**YOUR GOAL:** Convert the items below into a two-column CSV with the header label_text,path_data and one row per item, placing each item's text and its answer in separate double-quoted fields with line breaks replaced by spaces. Leave the pictures out.
- - - - - - -
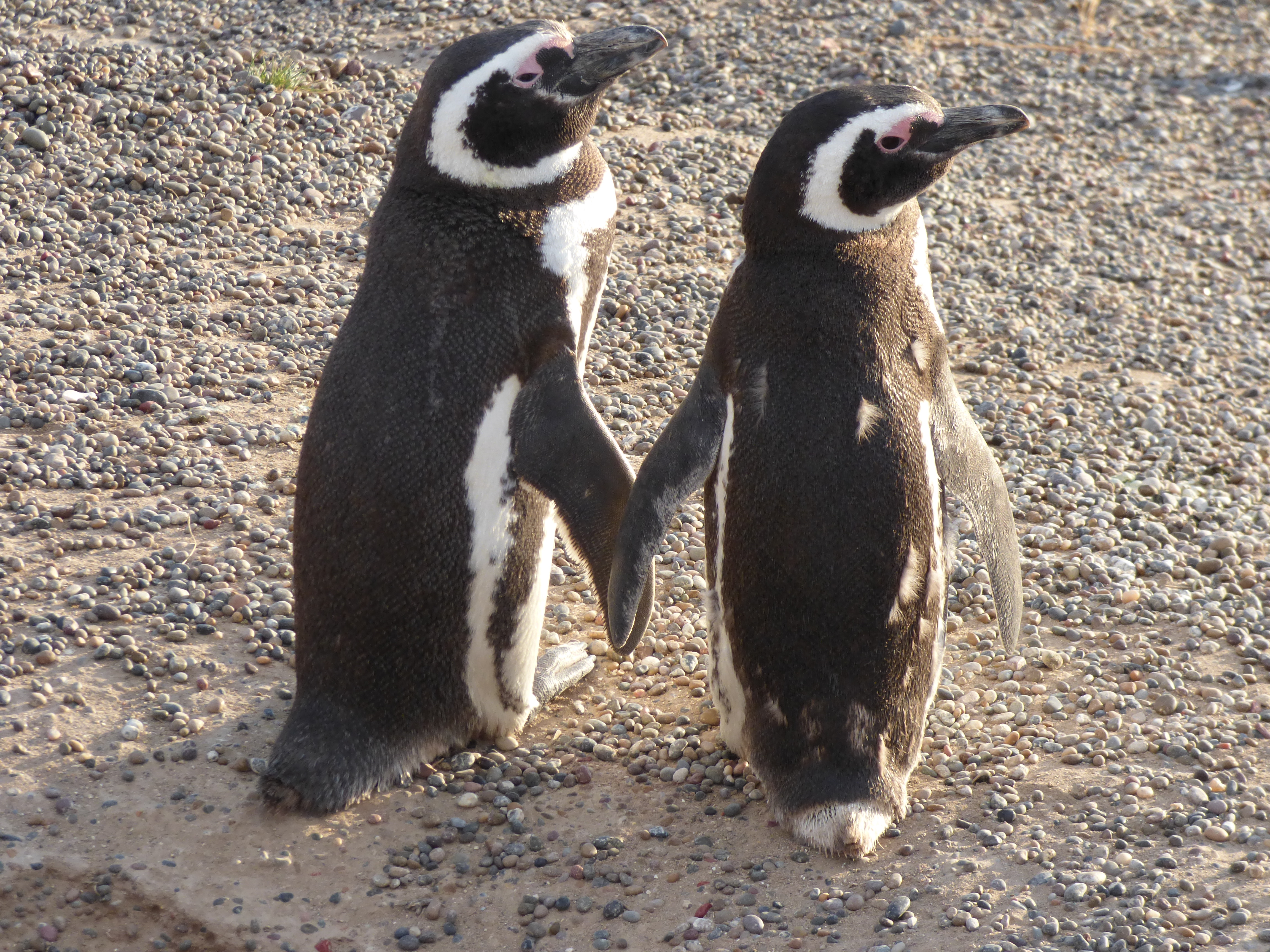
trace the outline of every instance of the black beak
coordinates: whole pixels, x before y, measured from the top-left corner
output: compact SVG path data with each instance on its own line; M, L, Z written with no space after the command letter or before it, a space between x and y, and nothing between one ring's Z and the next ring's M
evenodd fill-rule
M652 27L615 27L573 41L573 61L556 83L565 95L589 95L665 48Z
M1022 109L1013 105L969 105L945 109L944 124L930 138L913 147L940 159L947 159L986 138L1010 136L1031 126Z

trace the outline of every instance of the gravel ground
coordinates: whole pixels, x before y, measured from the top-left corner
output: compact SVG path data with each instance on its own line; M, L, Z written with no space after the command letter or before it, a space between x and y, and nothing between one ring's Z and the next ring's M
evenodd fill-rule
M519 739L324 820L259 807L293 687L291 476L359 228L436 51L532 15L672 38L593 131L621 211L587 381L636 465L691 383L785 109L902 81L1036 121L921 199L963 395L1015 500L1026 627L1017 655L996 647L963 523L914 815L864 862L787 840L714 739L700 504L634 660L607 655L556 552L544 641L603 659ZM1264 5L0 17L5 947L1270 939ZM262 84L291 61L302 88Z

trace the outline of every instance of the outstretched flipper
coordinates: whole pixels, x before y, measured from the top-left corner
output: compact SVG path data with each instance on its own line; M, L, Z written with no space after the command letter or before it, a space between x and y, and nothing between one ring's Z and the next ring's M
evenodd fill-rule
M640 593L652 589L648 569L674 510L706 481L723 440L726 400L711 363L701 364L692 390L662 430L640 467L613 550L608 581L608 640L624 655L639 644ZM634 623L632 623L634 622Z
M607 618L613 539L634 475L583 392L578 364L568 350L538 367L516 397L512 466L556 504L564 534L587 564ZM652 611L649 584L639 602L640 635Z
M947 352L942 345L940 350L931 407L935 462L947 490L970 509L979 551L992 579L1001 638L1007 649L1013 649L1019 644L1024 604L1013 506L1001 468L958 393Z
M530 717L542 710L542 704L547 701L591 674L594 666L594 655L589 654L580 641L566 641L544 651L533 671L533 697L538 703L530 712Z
- - - - - - -
**REPLY TO THE EXERCISE:**
label_text,path_data
"trace the outline of every instance of the black beak coordinates: whole pixels, x before y, measured from the top-left corner output: compact SVG path data with each instance on its own line; M, L, Z written with no space after the command letter or before it, a space between x and y, and nothing between one ring's Z and the next ring's M evenodd fill-rule","M652 27L615 27L573 41L573 61L556 83L565 95L589 95L665 48Z M1022 109L1013 105L969 105L945 109L944 124L930 138L913 147L940 159L947 159L986 138L1010 136L1031 126Z"
"trace the outline of every instance of the gravel ground coordinates: whole pixels, x before y, measured from the top-left corner output: compact SVG path data with each instance on its own line; M, L, Z written with no space after the command letter or before it, a space between x and y, and nothing between one ring's Z and the next ring's M evenodd fill-rule","M519 739L324 820L259 807L293 687L291 476L359 228L436 51L532 15L672 38L593 131L621 211L587 381L636 465L691 383L785 109L902 81L1036 121L921 199L963 395L1015 500L1026 627L1017 655L996 647L963 523L914 815L864 862L787 840L714 739L700 504L634 660L607 655L556 552L544 641L603 659ZM1264 5L0 17L5 947L1270 939ZM262 84L291 61L302 88Z"
"trace the outline of every instance of the outstretched flipper coordinates: whole pixels, x before y, measured from the top-left corner output: compact SVG path data with each instance on its own line; M, L, Z written with no space after the command letter or before it, a space between x and y, and nothing between one ring's Z and the next ring's M evenodd fill-rule","M640 593L652 589L648 569L674 510L706 481L723 440L726 400L711 363L701 364L692 390L662 430L640 467L613 550L608 581L608 640L624 655L639 644ZM634 623L632 623L634 622Z M607 618L613 539L634 475L583 392L578 364L568 350L538 367L516 397L512 466L556 504L564 534L587 564ZM652 611L649 584L639 602L640 635Z M947 352L942 345L940 350L931 407L935 462L947 490L970 509L979 551L992 579L1001 638L1007 649L1013 649L1019 644L1024 604L1013 506L1001 468L958 393Z M530 717L542 710L542 704L547 701L591 674L594 666L594 655L589 654L580 641L566 641L544 651L533 671L533 697L538 703L530 712Z"